▸ Data records:
═══

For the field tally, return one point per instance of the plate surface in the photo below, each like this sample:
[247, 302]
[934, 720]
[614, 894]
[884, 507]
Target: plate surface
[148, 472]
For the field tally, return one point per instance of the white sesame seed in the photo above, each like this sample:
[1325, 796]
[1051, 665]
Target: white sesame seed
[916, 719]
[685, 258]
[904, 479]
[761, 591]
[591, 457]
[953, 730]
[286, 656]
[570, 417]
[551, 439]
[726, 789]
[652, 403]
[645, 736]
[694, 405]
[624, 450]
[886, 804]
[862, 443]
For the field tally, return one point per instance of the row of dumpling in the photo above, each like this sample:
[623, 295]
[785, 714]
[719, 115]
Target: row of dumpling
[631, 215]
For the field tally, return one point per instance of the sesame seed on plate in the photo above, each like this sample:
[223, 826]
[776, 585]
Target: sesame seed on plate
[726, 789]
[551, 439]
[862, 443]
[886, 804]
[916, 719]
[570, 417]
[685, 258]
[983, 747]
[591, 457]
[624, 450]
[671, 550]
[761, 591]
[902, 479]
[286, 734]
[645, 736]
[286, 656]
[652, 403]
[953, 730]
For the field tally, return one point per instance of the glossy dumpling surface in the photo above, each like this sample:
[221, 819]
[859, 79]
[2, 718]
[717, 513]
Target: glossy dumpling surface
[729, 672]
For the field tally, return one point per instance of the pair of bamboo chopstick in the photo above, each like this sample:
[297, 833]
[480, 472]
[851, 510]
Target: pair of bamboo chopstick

═══

▸ Aim of the task:
Shift every answer point by adding 14 to each of its coordinates. Then write out the rows again, starting with the line that contains "of dumpling in" and going on through the end of the rows, with the requests and their sample points left as they are.

▸ The completed task:
For the field tally, return one point per instance of the row of dumpling in the photo above, each like this sample:
[623, 295]
[785, 714]
[719, 115]
Target: row of dumpling
[645, 229]
For the field tally, return one point per instance of the sesame seed on plate in the photo above, each like this sample:
[223, 826]
[776, 585]
Target: sesame seed on plate
[740, 803]
[565, 453]
[876, 457]
[900, 818]
[930, 733]
[584, 431]
[699, 272]
[997, 761]
[605, 471]
[638, 464]
[685, 564]
[775, 605]
[916, 493]
[300, 748]
[659, 750]
[300, 670]
[666, 417]
[967, 744]
For the field tally, return one point per instance of the glossy dumpling surface in the photo above, each like this sample:
[221, 819]
[859, 79]
[2, 718]
[717, 513]
Target: glossy dumpling surface
[743, 686]
For the field tally, return one point per instance of the pair of bamboo chopstick in the photo above, each like this sample:
[297, 833]
[480, 472]
[851, 510]
Target: pair of bamboo chopstick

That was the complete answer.